• [Geselecteerde passage]
Verraders, profiteurs of collaborateurs: ‘Oordeel over Joodse Raad is lang te hard geweest’
In het collectieve geheugen is lang hard geoordeeld over de Joodse Raad. Dat beeld behoeft bijstelling, beargumenteert universitair docent Bart van der Boom in zijn nieuwe boek ‘De politiek van het kleinste kwaad’.
De Duitse bezetters riepen de Joodse Raad in 1941 in het leven. Veel leden begonnen met het idee de belangen van de Joodse bevolking van Amsterdam en later heel Nederland te behartigen. De Raad was echter ook een instrument van de bezetter om anti-Joodse maatregelen te kunnen uitvoeren, en werkte uiteindelijk ook mee aan de deportaties.
Na de oorlog was het oordeel over de Joodse Raad hard, ook in de geschiedschrijving. ‘De Joodse Raad was een organisatie van Joden die meewerkte aan de vervolging van Joden’, zegt Van der Boom. ‘De voor de hand liggende vraag is dan: waarom doe je dat? Historici Jacob Presser en Loe de Jong gaven in de jaren zestig en zeventig als antwoord “om zelf buiten schot te blijven”. Mensen die voor de Joodse Raad werkten, kregen immers een tijdelijke vrijstelling van deportatie.’
‘Weinig informatie beschikbaar’
Volgens Van der Boom is in die visie echter onvoldoende meegenomen hoe weinig informatie mensen in de Tweede Wereldoorlog hadden. ‘Mensen begrepen destijds maar half wat er met gedeporteerde Joden gebeurde. Iedereen wist dat het niet best was, maar wat ze niet wisten, was dat iedereen die op transport ging, onmiddellijk werd gedood. Daardoor was het lang onduidelijk of gehoorzaamheid een betere strategie was dan verzet. De Joodse Raad is een illustratie daarvan. De leden hoopten door mee te werken de situatie ten goede te keren of toch in elk geval het leed te verzachten.’
Zo organiseerde de afdeling Hulp aan Vertrekkenden spulleninzamelingen voor mensen die vanuit Westerbork op transport werden gezet. Van der Boom: ‘Mensen kregen instructies over wat ze mee moesten nemen: werkschoenen, een goede jas en een stevige rugzak. De Joodse Raad heeft toen heel veel moeite gedaan om die spullen zelf te gaan inzamelen, maar die rugzakken bleven allemaal achter op het perron van Auschwitz. Dat is dus zinloos geweest, maar dat is precies wat de Raad niet wist.’
De Joodse Raad wist niet dat wat zij deed zinloos was.
Dat de Joodse Raad na de oorlog toch werd afgerekend op acties die ze op basis van gebrekkige informatie had ondernomen, komt volgens Van der Boom onder meer door hindsight bias. ‘Het is een bekend psychologisch verschijnsel dat wij achteraf heel slecht kunnen terughalen dat wij verkeerde inschattingen hebben gemaakt. Mensen denken altijd dat zij dingen beter hebben voorzien dan ze in werkelijkheid deden, zeker bij grote rampen. Na de oorlog was het daardoor moeilijk voorstelbaar dat men tijdens de oorlog niet inzag dat gehoorzaamheid een funeste strategie was.’
Maatschappelijke ideeën bijstellen
In zijn boek probeert Van der Boom aan te tonen dat de keuzes van de Joodse Raad in het kader van de tijd wel degelijk logisch waren. ‘Historici zijn er niet om een moreel oordeel te vellen, maar ik probeer wel door de ogen van de Joodse Raad te kijken en uit te leggen waarom haar strategie op dat moment niet zo gek was. Daar zit natuurlijk een soort rechtvaardiging in. Over dit onderwerp bestaat een achterhaalde collectieve herinnering in de maatschappij. Die wil ik graag bijstellen.’

• [Datasetfragmenten]
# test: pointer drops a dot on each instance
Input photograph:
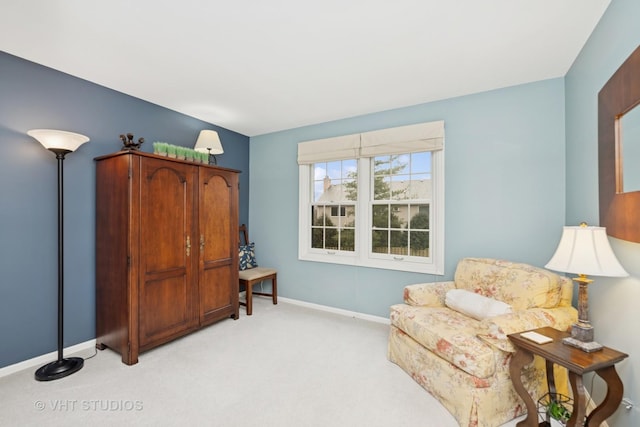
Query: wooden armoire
(166, 249)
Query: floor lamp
(60, 143)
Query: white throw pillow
(475, 305)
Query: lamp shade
(58, 139)
(585, 250)
(209, 142)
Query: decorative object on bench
(250, 273)
(464, 361)
(585, 251)
(128, 144)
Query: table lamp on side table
(585, 250)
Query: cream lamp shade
(586, 250)
(58, 139)
(209, 142)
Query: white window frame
(362, 256)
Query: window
(374, 199)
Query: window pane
(420, 217)
(380, 217)
(333, 220)
(421, 163)
(317, 238)
(347, 239)
(419, 243)
(380, 241)
(399, 244)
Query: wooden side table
(577, 363)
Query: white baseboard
(45, 358)
(340, 311)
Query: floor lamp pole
(61, 367)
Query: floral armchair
(456, 347)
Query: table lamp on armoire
(60, 143)
(209, 142)
(585, 251)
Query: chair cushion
(247, 256)
(475, 305)
(447, 333)
(256, 273)
(520, 285)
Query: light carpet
(285, 365)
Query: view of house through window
(400, 194)
(374, 199)
(333, 211)
(400, 205)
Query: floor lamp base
(59, 369)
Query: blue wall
(613, 302)
(33, 96)
(504, 190)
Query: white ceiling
(259, 66)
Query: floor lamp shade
(60, 143)
(58, 139)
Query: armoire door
(218, 217)
(167, 286)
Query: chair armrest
(427, 294)
(494, 330)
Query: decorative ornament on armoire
(128, 144)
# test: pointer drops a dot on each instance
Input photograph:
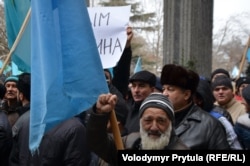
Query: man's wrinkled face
(155, 129)
(223, 94)
(140, 90)
(11, 90)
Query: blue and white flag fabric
(15, 13)
(66, 71)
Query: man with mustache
(224, 96)
(10, 102)
(156, 127)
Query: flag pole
(20, 33)
(116, 131)
(243, 58)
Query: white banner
(109, 26)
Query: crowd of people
(179, 110)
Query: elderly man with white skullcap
(156, 127)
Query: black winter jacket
(199, 130)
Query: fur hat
(220, 70)
(2, 91)
(246, 94)
(11, 78)
(222, 81)
(157, 100)
(179, 76)
(144, 76)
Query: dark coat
(103, 144)
(65, 145)
(5, 139)
(20, 154)
(242, 129)
(199, 130)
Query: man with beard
(156, 132)
(10, 103)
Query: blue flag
(138, 65)
(15, 13)
(66, 71)
(248, 55)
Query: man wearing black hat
(224, 95)
(195, 127)
(219, 72)
(242, 126)
(10, 102)
(142, 84)
(241, 83)
(156, 132)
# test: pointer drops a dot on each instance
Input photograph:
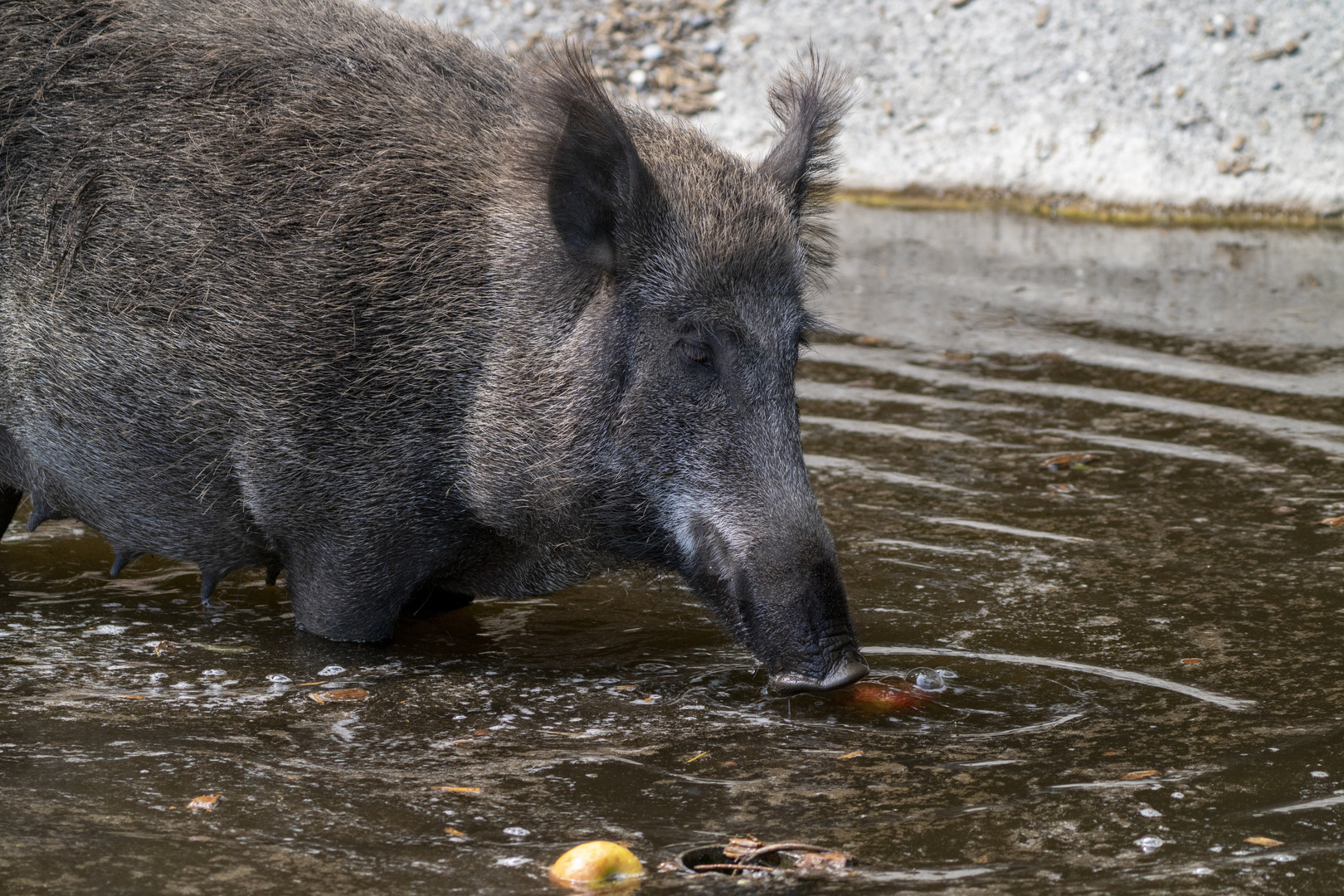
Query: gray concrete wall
(1231, 102)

• [Jouw opdracht] Vat de tekst over de Joodse Raad samen in twee zinnen.

• [Jouw oplossing] Na de oorlog werd hard geoordeeld over de Joodse Raad, die meewerkte aan de deportaties; de historici Presser en De Jong verklaarden dat met het motief om zelf buiten schot te blijven. Bart van der Boom betoogt in zijn boek 'De politiek van het kleinste kwaad' dat de keuzes van de Raad in die tijd logisch waren, omdat men niet wist dat gedeporteerden onmiddellijk werden gedood, en dat het latere oordeel mede door hindsight bias komt.